◆ **DOCUMENT SEGMENT**
Before MURPHY, SEYMOUR, and McCONNELL, Circuit Judges.

Francisco Chamorro-Resendez brings this appeal challenging the district court's sixteen-level enhancement of his sentence pursuant to U.S.S.G. § 2L1.2. The district court concluded Mr. Chamorro-Resendez's prior conviction for third degree assault in Colorado was a crime of violence warranting the enhancement laid out in section 2L1.2. We exercise jurisdiction pursuant to 18 U.S.C. § 3742(a) and 28 U.S.C. § 1291, and affirm.

Mr. Chamorro-Resendez pled guilty to one count of unlawful reentry by a previously deported alien in violation of 8 U.S.C. § 1326. The presentence report (PSR) recommended pursuant to U.S.S.G. § 2L1.2(b)(1)(A) that his base level offense be increased by sixteen levels for a prior conviction of domestic violence third degree assault in the state of Colorado, which the PSR characterized as a crime of violence.(1) The PSR indicated that according to arrest reports, Mr. Chamorro-Resendez "cause[d] bodily injury" to his wife. Rec., vol. II at 9. Mr. Chamorro-Resendez's first attorney during the sentencing phase raised a number of objections to the PSR, but explicitly did "not dispute that [Mr. Chamorro-Resendez's] conviction is a crime of violence." Id., vol. I, doc. 17 at 2. The attorney did claim that Mr. Chamorro-Resendez's Sixth Amendment rights were violated by the enhancement because he did not admit, nor did a jury find, that he had been convicted for the underlying assault charge.

At the sentencing hearing, new counsel again conceded the violent nature of Mr. Chamorro-Resendez's prior conviction, stating "I cannot say that the third-degree assault ­ I can't say that it wasn't a violent offense, because it's a domestic violence conviction . . . ." Id., vol. IV at 8. Counsel did not advance the arguments raised by Mr. Chamorro-Resendez's first sentencing attorney. Instead, counsel challenged the enhancement on Equal Protection grounds. The district court rejected this argument but granted Mr. Chamorro-Resendez's motion for a downward departure in his criminal history category. Id. at 18.

◆ **INFORMATION SHOWN**
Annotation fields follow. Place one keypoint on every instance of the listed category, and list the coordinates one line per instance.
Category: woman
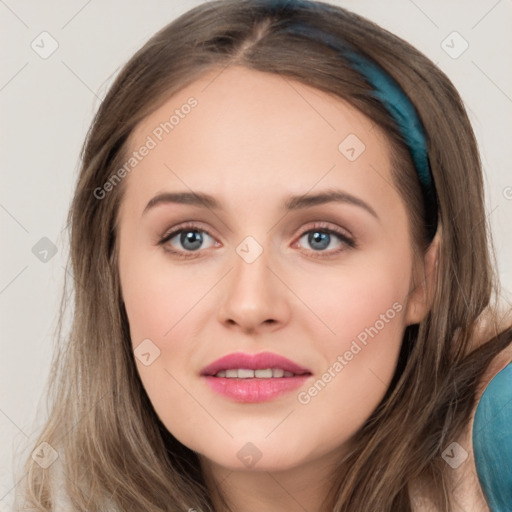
(324, 341)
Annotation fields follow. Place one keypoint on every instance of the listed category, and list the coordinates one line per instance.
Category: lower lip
(255, 390)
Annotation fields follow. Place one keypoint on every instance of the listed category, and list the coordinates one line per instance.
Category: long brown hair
(114, 452)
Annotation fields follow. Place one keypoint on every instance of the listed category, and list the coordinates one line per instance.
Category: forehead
(245, 132)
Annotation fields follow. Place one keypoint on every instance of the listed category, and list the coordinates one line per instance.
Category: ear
(424, 282)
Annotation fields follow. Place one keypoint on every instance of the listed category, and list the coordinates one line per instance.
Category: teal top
(492, 441)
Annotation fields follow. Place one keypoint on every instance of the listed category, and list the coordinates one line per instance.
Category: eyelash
(318, 226)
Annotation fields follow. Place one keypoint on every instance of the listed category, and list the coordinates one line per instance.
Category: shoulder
(467, 482)
(492, 431)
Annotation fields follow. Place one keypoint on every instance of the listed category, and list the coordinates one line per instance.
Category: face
(328, 285)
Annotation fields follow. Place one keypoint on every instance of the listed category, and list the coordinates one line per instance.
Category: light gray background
(47, 105)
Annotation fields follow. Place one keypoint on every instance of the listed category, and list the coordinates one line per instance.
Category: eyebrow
(291, 204)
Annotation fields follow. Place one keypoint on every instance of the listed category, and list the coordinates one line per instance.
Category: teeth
(245, 373)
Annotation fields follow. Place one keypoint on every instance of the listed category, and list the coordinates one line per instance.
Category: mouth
(254, 378)
(266, 373)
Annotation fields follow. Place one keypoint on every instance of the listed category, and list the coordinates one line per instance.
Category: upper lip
(259, 361)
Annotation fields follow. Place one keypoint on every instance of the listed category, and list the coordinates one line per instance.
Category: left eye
(320, 239)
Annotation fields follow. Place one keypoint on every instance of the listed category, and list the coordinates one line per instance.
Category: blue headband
(398, 105)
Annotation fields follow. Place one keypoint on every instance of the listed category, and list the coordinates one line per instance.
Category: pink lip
(255, 389)
(253, 362)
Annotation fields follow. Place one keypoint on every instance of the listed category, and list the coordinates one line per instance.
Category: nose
(255, 297)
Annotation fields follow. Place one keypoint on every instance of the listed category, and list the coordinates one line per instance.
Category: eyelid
(344, 236)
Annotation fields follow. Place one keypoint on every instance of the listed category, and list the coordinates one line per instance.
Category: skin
(253, 140)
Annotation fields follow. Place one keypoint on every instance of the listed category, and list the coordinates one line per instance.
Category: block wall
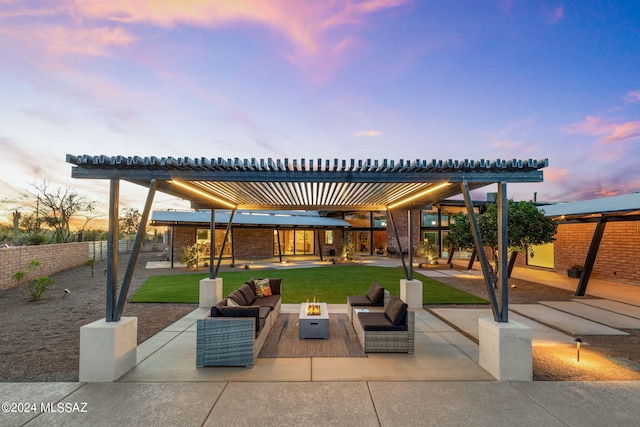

◆ **PROBLEMS**
1. In the court opinion, what offense did Mr. Chamorro-Resendez plead guilty to?
2. Write out word for word the part of the court opinion starting at "At the sentencing" and ending at "category. Id. at 18.".

◆ **TASK RESULTS**
1. One count of unlawful reentry by a previously deported alien, in violation of 8 U.S.C. § 1326.

2.
At the sentencing hearing, new counsel again conceded the violent nature of Mr. Chamorro-Resendez's prior conviction, stating "I cannot say that the third-degree assault ­ I can't say that it wasn't a violent offense, because it's a domestic violence conviction . . . ." Id., vol. IV at 8. Counsel did not advance the arguments raised by Mr. Chamorro-Resendez's first sentencing attorney. Instead, counsel challenged the enhancement on Equal Protection grounds. The district court rejected this argument but granted Mr. Chamorro-Resendez's motion for a downward departure in his criminal history category. Id. at 18.